## Extract to read

The Ethics is probably the most famous and finest example of a philosophical treatise written in the synthetic geometrical style in which propositions are derived from basic definitions and axioms. This alone leaves little doubt that, for Spinoza, geometry provides the pivotal model for philosophy. However, we should not rush into thinking that a certain form of exposition is the only, or even the most important, sense in which geometry informs his philosophy; there are reasons to think that geometricity is ingrained deeper than that in his thought. Most notably, Spinoza's penchant for geometrical examples to illustrate key points of his system signals this. Perhaps the best-known instance of this is the following:

I think I have shown clearly enough (see P16) that from God's supreme power, or infinite nature, infinitely many things in infinitely many modes, i.e., all things, have necessarily flowed, or always follow, by the same necessity and in the same way as from the nature of a triangle it follows, from eternity and to eternity, that its three angles are equal to two right angles. (E IP17S)

In other words, all things as modifications of the single substance follow from the nature (or essence) of that substance, precisely in the way that certain necessary properties follow from the essence of a geometrical figure such as a triangle. This arresting claim is in line with and, I think, the source of Spinoza's no less striking necessitarianism, according to which nothing could have been otherwise since everything takes place with absolute necessity.

## Dataset entries

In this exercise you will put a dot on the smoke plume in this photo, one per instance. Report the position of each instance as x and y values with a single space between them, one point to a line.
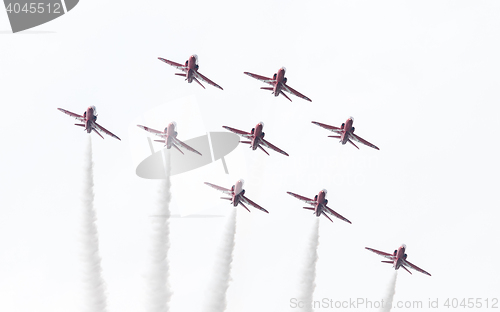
308 276
217 300
158 291
391 290
94 288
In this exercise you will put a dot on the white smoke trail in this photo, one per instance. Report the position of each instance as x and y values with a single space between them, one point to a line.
158 291
307 280
391 290
217 301
94 288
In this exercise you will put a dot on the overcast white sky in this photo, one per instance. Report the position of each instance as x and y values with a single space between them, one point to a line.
420 79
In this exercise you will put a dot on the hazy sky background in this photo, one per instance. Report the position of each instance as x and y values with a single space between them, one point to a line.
420 79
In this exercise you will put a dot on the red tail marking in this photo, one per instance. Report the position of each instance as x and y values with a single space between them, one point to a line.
177 148
352 143
406 269
244 206
263 150
327 216
281 92
97 133
198 82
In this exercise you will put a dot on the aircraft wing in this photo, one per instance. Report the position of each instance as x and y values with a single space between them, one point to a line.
101 129
296 93
244 134
414 267
174 64
223 190
158 133
302 198
261 78
381 253
189 148
199 75
76 116
331 128
333 213
360 140
251 203
269 145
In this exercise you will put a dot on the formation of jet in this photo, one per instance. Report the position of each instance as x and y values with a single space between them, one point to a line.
190 69
319 205
88 120
398 259
278 83
170 139
256 138
346 133
237 194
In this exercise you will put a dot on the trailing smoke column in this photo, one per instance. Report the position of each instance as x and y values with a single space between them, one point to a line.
94 288
308 276
391 291
221 273
157 287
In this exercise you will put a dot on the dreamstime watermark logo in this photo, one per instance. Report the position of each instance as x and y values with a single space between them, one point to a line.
474 303
329 303
25 14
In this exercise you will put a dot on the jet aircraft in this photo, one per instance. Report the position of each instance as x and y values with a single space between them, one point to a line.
346 133
256 138
88 120
190 69
169 136
319 205
278 83
237 194
398 259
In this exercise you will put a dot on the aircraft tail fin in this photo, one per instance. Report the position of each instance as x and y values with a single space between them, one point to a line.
97 133
353 143
282 93
244 206
406 269
327 216
177 148
198 82
263 150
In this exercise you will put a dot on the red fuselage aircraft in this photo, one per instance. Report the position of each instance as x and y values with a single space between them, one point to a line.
88 120
345 133
319 205
237 194
278 83
190 69
169 137
398 259
256 137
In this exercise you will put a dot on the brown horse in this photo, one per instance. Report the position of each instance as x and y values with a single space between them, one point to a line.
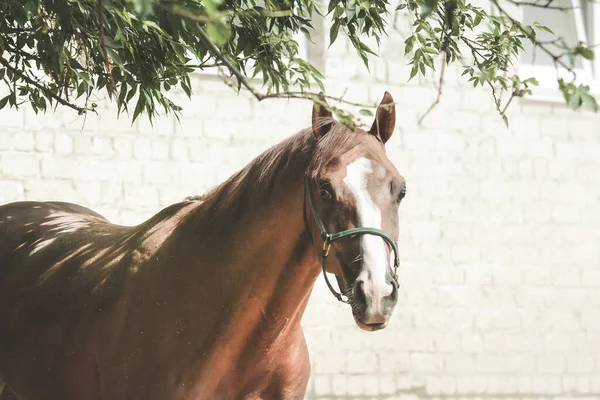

## Jobs
1. Using the passage on Spinoza and geometry, say whether each statement agrees with it. Answer yes or no for each, and quote the words that decide it: (a) the Ethics is written in the synthetic geometrical style; (b) the form of exposition is the only sense in which geometry informs Spinoza's philosophy; (c) Spinoza's necessitarianism holds that nothing could have been otherwise.
2. Reproduce the passage on Spinoza and geometry word for word. Begin at the words "I think I have" and stop after the words "with absolute necessity.".

## Results
1.
(a) Yes: "a philosophical treatise written in the synthetic geometrical style in which propositions are derived from basic definitions and axioms"
(b) No: "we should not rush into thinking that a certain form of exposition is the only, or even the most important, sense in which geometry informs his philosophy"
(c) Yes: "according to which nothing could have been otherwise since everything takes place with absolute necessity"

2.
I think I have shown clearly enough (see P16) that from God's supreme power, or infinite nature, infinitely many things in infinitely many modes, i.e., all things, have necessarily flowed, or always follow, by the same necessity and in the same way as from the nature of a triangle it follows, from eternity and to eternity, that its three angles are equal to two right angles. (E IP17S)

In other words, all things as modifications of the single substance follow from the nature (or essence) of that substance, precisely in the way that certain necessary properties follow from the essence of a geometrical figure such as a triangle. This arresting claim is in line with and, I think, the source of Spinoza's no less striking necessitarianism, according to which nothing could have been otherwise since everything takes place with absolute necessity.